* **Tasks to complete**
1. List every monomer that makes up the terpolymer described in the patent text.
2. Answer these questions from the patent text:
(a) What is the weight-average molecular weight range of the terpolymer?
(b) What substance does cooking remove from the wood chips?
(c) What piece of peripheral equipment is given as an example?
3. Retype a passage from the patent text, beginning at the words "Description" and stopping after the words "using the same.".

* **Exercise text**
========================

CA2208936A1 - Scale deposit inhibitor for kraft digesters and method for controlling scale deposition in kraft digisters - Google Patents

Abstract

A scale deposit inhibitor and a method for continuously controlling scale deposition applicable to a digester and its peripheral equipment used in making kraft pulps are disclosed, the scale deposit inhibitor comprising a maleic acid/acrylic acid/2-acrylamido-2-methylpropanesulfonic acid terpolymer having a maleic acid to acrylic acid molar ratio of 10:1 to 10:30, a 2-acrylamido-2-methylpropanesulfonic acid content of 1 to 30 mol%, and a weight-average molecular weight of 500 to 20000. The scale deposit inhibitor is injected to a cooking liquor at concentration of 0.01 to 10 ppm per ppm of a calcium ion in the cooking liquor.

Description

SCALE DEPOSIT INHIBITOR FOR KRAFT DIGESTERS AND
METHOD FOR CONTROLLING SCALE DEPOSITION IN KRAFT DIGESTERS

FIELD OF THE INVENTION
This invention relates to a scale deposit inhibitor for a continuous digester and its peripheral equipment (e.g., piping) used in making kraft pulps and to a method of scale deposit control using the same.
BACKGROUND OF THE INVENTION
Kraft pulp is produced by cooking wood chips in an aqueous cooking liquor mainly comprising sodium hydroxide and sodium sulfide in high temperature under high pressure to remove lignin from the chips. The typical composition of the cooking liquor (white liquor) is 55 to 100 g/Q of sodium hydroxide, 18 to 45 g/Q of sodium sulfide, and 10 to 30 g/Q
of sodium carbonate, each in terms of Na2O, which is sometimes used as partly diluted with a black liquor. The cooking temperature is about 170~C.

========================

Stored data
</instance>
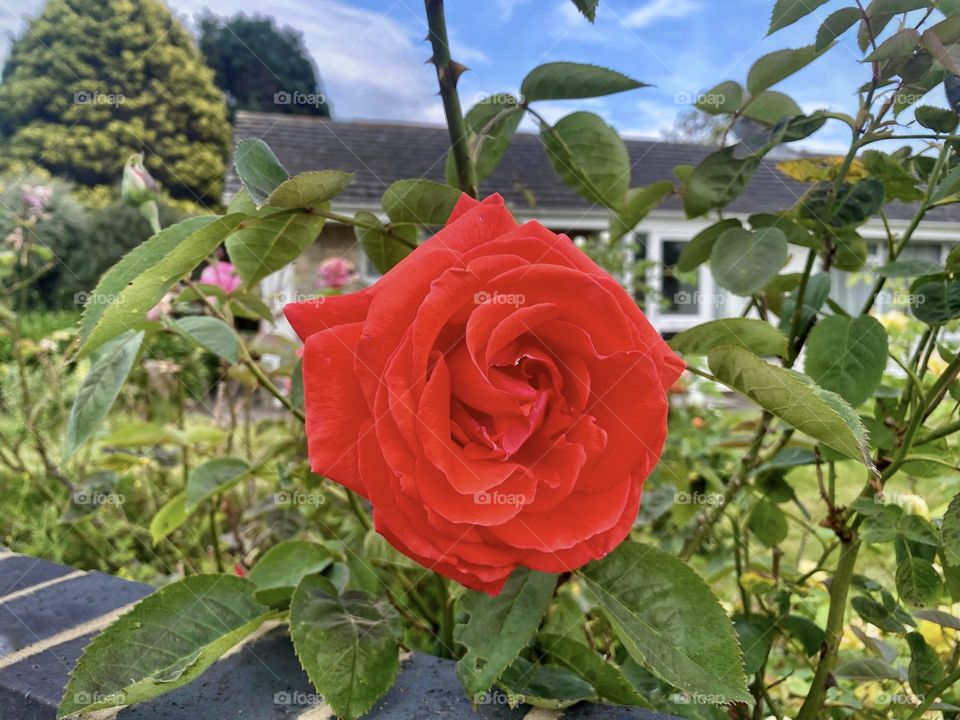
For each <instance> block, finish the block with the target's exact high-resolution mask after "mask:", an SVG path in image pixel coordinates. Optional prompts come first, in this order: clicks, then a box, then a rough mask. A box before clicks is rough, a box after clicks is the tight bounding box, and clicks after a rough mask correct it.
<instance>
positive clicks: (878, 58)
mask: <svg viewBox="0 0 960 720" xmlns="http://www.w3.org/2000/svg"><path fill="white" fill-rule="evenodd" d="M919 44H920V33H919V32H917V31H916V30H914V29H913V28H906V29H904V30H901V31H900V32H897V33H894V34H893V35H891V36H890V37H888V38H887V39H886V40H884V41H883V42H882V43H880V45H879V46H878V47H877V49H876V50H874V51H873V52H872V53H870V54H869V55H867V57H866V58H865V60H866V61H867V62H879V61H880V60H905V59H907V58H909V57H910V56H911V55H912V54H913V50H914V48H916V47H917V45H919Z"/></svg>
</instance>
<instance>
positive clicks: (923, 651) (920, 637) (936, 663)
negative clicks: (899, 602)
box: [907, 632, 947, 697]
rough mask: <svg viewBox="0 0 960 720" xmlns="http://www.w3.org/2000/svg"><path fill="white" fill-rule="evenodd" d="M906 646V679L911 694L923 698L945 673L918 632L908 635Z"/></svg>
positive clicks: (937, 684)
mask: <svg viewBox="0 0 960 720" xmlns="http://www.w3.org/2000/svg"><path fill="white" fill-rule="evenodd" d="M907 645H909V646H910V665H909V666H908V667H907V678H908V679H909V681H910V687H911V689H913V692H914V693H916V694H917V695H918V696H920V697H923V696H924V695H926V694H928V693H929V692H930V691H931V690H933V689H934V687H935V686H936V685H938V684H939V683H941V682H942V681H943V679H944V678H945V677H946V675H947V672H946V670H944V667H943V663H942V662H941V661H940V656H939V655H937V652H936V651H935V650H934V649H933V648H932V647H930V646H929V645H927V641H926V640H925V639H924V637H923V635H921V634H920V633H918V632H912V633H908V634H907Z"/></svg>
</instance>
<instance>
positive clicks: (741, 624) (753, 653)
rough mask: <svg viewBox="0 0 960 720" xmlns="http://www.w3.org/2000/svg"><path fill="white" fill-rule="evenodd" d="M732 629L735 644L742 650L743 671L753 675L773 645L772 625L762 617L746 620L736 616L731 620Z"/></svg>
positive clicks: (741, 615)
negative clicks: (741, 649) (732, 631)
mask: <svg viewBox="0 0 960 720" xmlns="http://www.w3.org/2000/svg"><path fill="white" fill-rule="evenodd" d="M733 629H734V630H736V632H737V642H738V643H739V644H740V647H741V648H743V670H744V672H745V673H746V674H747V675H753V674H755V673H756V672H757V671H758V670H760V668H761V667H763V664H764V663H765V662H766V660H767V656H768V655H769V654H770V646H771V644H772V643H773V639H774V636H775V635H774V632H773V623H771V622H770V619H769V618H767V617H764V616H762V615H755V616H753V617H751V618H746V617H744V616H743V615H738V616H736V617H734V619H733Z"/></svg>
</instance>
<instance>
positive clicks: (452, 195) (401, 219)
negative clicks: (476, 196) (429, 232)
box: [383, 180, 460, 226]
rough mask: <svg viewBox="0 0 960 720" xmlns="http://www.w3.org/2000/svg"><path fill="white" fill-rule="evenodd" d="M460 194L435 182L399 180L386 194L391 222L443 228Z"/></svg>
mask: <svg viewBox="0 0 960 720" xmlns="http://www.w3.org/2000/svg"><path fill="white" fill-rule="evenodd" d="M459 199H460V191H459V190H457V189H456V188H455V187H451V186H450V185H442V184H441V183H435V182H433V181H432V180H397V182H395V183H393V184H392V185H391V186H390V187H388V188H387V191H386V192H385V193H384V194H383V209H384V210H386V212H387V215H388V216H390V220H391V222H395V223H415V224H418V225H430V226H440V225H444V224H445V223H446V222H447V218H449V217H450V213H452V212H453V207H454V206H455V205H456V204H457V201H458V200H459Z"/></svg>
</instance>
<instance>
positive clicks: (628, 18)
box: [623, 0, 700, 28]
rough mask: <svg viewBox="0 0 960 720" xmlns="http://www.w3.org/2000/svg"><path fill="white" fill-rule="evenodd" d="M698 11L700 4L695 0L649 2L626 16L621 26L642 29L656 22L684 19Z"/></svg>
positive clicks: (673, 0) (650, 0) (624, 18)
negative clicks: (623, 24) (679, 18)
mask: <svg viewBox="0 0 960 720" xmlns="http://www.w3.org/2000/svg"><path fill="white" fill-rule="evenodd" d="M699 9H700V3H699V2H697V0H650V2H648V3H646V4H645V5H643V6H642V7H639V8H637V9H636V10H634V11H633V12H631V13H629V14H627V16H626V17H625V18H624V19H623V24H624V25H626V26H627V27H631V28H642V27H647V26H648V25H652V24H653V23H655V22H656V21H657V20H662V19H671V20H676V19H679V18H684V17H686V16H687V15H690V14H692V13H693V12H696V11H697V10H699Z"/></svg>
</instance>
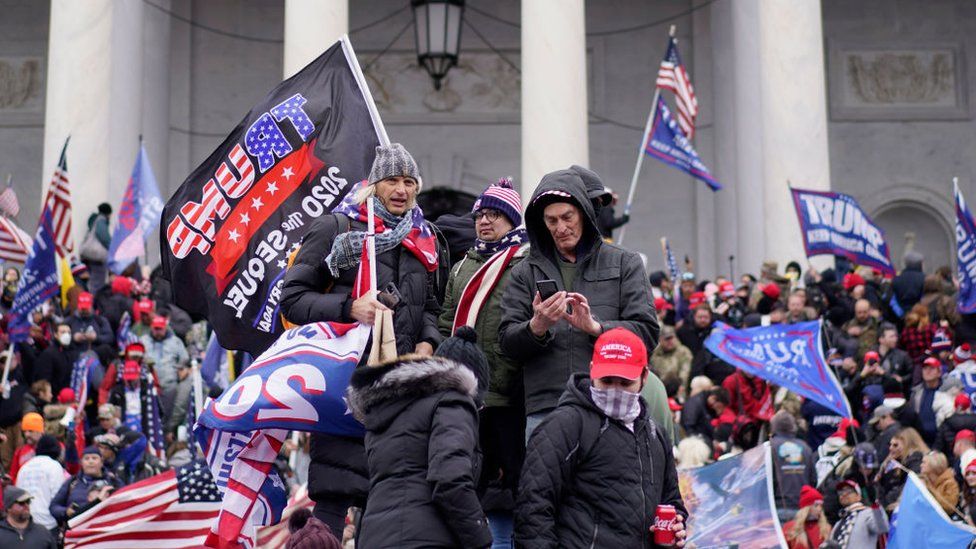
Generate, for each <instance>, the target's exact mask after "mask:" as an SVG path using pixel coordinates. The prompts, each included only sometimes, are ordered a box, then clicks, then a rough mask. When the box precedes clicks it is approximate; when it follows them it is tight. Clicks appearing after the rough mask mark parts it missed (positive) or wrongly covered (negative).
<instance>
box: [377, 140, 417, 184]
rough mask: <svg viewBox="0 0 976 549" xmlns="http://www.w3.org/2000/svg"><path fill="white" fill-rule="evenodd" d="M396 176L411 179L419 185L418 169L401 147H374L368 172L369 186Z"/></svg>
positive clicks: (397, 146) (410, 157)
mask: <svg viewBox="0 0 976 549" xmlns="http://www.w3.org/2000/svg"><path fill="white" fill-rule="evenodd" d="M396 176H402V177H412V178H414V179H416V180H417V183H420V169H418V168H417V163H416V162H414V160H413V157H412V156H410V153H408V152H407V149H404V148H403V145H401V144H399V143H390V146H389V147H384V146H382V145H380V146H378V147H376V158H375V159H374V160H373V168H372V169H371V170H370V171H369V184H370V185H372V184H374V183H376V182H378V181H383V180H384V179H387V178H390V177H396Z"/></svg>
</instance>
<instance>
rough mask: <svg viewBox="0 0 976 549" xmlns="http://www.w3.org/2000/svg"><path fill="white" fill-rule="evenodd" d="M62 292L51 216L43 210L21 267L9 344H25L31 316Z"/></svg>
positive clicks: (9, 332)
mask: <svg viewBox="0 0 976 549" xmlns="http://www.w3.org/2000/svg"><path fill="white" fill-rule="evenodd" d="M60 288H61V285H60V280H59V277H58V267H57V256H56V253H55V242H54V229H53V228H52V225H51V212H50V210H49V209H47V208H45V209H44V211H43V212H42V213H41V218H40V220H39V222H38V224H37V233H36V234H35V235H34V245H33V247H32V248H31V253H30V255H29V256H28V257H27V263H26V264H24V274H23V275H21V277H20V283H19V284H18V285H17V295H16V296H15V297H14V303H13V306H12V307H11V309H10V322H9V324H8V331H9V333H10V341H11V342H12V343H17V342H21V341H26V340H27V338H28V337H29V335H30V334H29V332H30V323H31V322H30V315H31V312H33V311H34V309H36V308H38V307H40V306H41V304H42V303H44V302H45V301H47V300H48V299H51V298H52V297H54V296H55V295H57V294H58V290H59V289H60Z"/></svg>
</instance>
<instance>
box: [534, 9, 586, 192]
mask: <svg viewBox="0 0 976 549" xmlns="http://www.w3.org/2000/svg"><path fill="white" fill-rule="evenodd" d="M586 93H587V77H586V22H585V9H584V1H583V0H532V1H525V0H523V2H522V181H521V186H522V196H523V200H526V201H527V200H528V198H529V196H531V194H532V191H533V190H534V189H535V187H536V185H538V183H539V179H541V178H542V176H543V175H545V174H546V173H547V172H550V171H553V170H557V169H561V168H567V167H569V166H570V165H572V164H580V165H583V166H587V165H589V138H588V133H589V128H588V120H587V113H586V108H587V100H586Z"/></svg>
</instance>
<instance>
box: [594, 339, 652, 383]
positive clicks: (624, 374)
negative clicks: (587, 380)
mask: <svg viewBox="0 0 976 549" xmlns="http://www.w3.org/2000/svg"><path fill="white" fill-rule="evenodd" d="M646 368H647V348H646V347H645V346H644V341H643V340H642V339H641V338H639V337H637V335H636V334H634V333H633V332H631V331H630V330H627V329H624V328H614V329H612V330H608V331H606V332H603V333H602V334H600V337H598V338H597V339H596V345H594V346H593V360H592V361H591V362H590V379H599V378H601V377H610V376H613V377H622V378H624V379H630V380H634V379H638V378H640V376H641V374H642V373H643V372H644V370H645V369H646Z"/></svg>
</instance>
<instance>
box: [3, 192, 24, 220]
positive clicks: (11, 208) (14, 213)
mask: <svg viewBox="0 0 976 549" xmlns="http://www.w3.org/2000/svg"><path fill="white" fill-rule="evenodd" d="M0 212H3V214H4V215H9V216H10V217H17V214H18V213H20V202H18V201H17V193H16V192H14V188H13V187H12V186H10V185H9V184H8V185H7V188H6V189H4V190H3V192H2V193H0Z"/></svg>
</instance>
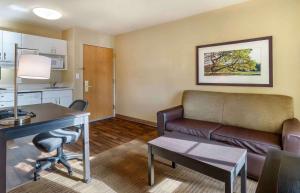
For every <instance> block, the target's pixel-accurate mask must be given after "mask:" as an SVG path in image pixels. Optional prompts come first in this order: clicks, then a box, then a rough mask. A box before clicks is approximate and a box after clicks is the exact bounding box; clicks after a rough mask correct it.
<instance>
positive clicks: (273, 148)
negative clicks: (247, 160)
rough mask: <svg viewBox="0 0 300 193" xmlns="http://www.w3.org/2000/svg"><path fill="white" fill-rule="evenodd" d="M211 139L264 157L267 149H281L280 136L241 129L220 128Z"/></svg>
mask: <svg viewBox="0 0 300 193" xmlns="http://www.w3.org/2000/svg"><path fill="white" fill-rule="evenodd" d="M211 139H213V140H216V141H219V142H223V143H225V144H229V145H232V146H236V147H241V148H245V149H247V150H248V151H249V152H252V153H256V154H260V155H266V154H267V152H268V150H269V149H281V135H279V134H274V133H268V132H263V131H256V130H251V129H245V128H241V127H233V126H222V127H220V128H219V129H217V130H215V131H214V132H213V133H212V134H211Z"/></svg>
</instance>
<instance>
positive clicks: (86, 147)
mask: <svg viewBox="0 0 300 193" xmlns="http://www.w3.org/2000/svg"><path fill="white" fill-rule="evenodd" d="M82 138H83V159H82V160H83V180H84V182H85V183H89V182H90V180H91V171H90V169H91V168H90V145H89V143H90V142H89V117H88V116H86V117H84V124H83V137H82Z"/></svg>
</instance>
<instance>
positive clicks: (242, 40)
mask: <svg viewBox="0 0 300 193" xmlns="http://www.w3.org/2000/svg"><path fill="white" fill-rule="evenodd" d="M260 40H269V84H233V83H201V82H200V81H199V66H198V62H199V53H198V49H199V48H203V47H213V46H222V45H227V44H238V43H244V42H253V41H260ZM196 85H217V86H248V87H273V37H272V36H266V37H259V38H252V39H245V40H237V41H228V42H222V43H214V44H206V45H200V46H196Z"/></svg>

========================

* **Outputs by task**
1.
- Maleic acid
- Acrylic acid
- 2-acrylamido-2-methylpropanesulfonic acid

2.
(a) 500 to 20000
(b) Lignin
(c) Piping

3.
Description

SCALE DEPOSIT INHIBITOR FOR KRAFT DIGESTERS AND
METHOD FOR CONTROLLING SCALE DEPOSITION IN KRAFT DIGESTERS

FIELD OF THE INVENTION
This invention relates to a scale deposit inhibitor for a continuous digester and its peripheral equipment (e.g., piping) used in making kraft pulps and to a method of scale deposit control using the same.